═══ DATA SECTION ═══

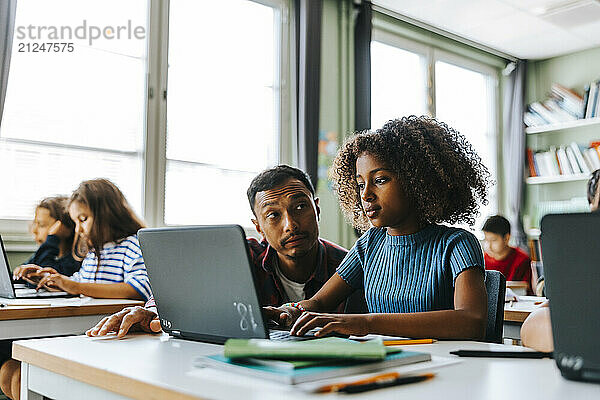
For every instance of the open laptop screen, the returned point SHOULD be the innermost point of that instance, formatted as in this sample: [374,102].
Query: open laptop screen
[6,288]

═══
═══ DATA SECTION ═══

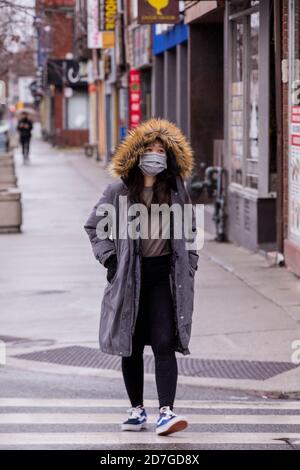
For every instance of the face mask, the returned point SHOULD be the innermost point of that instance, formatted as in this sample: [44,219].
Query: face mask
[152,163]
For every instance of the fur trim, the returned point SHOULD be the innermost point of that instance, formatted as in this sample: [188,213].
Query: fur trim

═══

--- WRITTEN PROBLEM ---
Print the rows from the line containing "For every instance of the fur" through the line containing "Query: fur trim", reproducing them without any change.

--- TASK SOLUTION ---
For every instance of the fur trim, the returned point SHOULD be the innermost point of that instance, formatted as in this sample: [188,213].
Query: fur trim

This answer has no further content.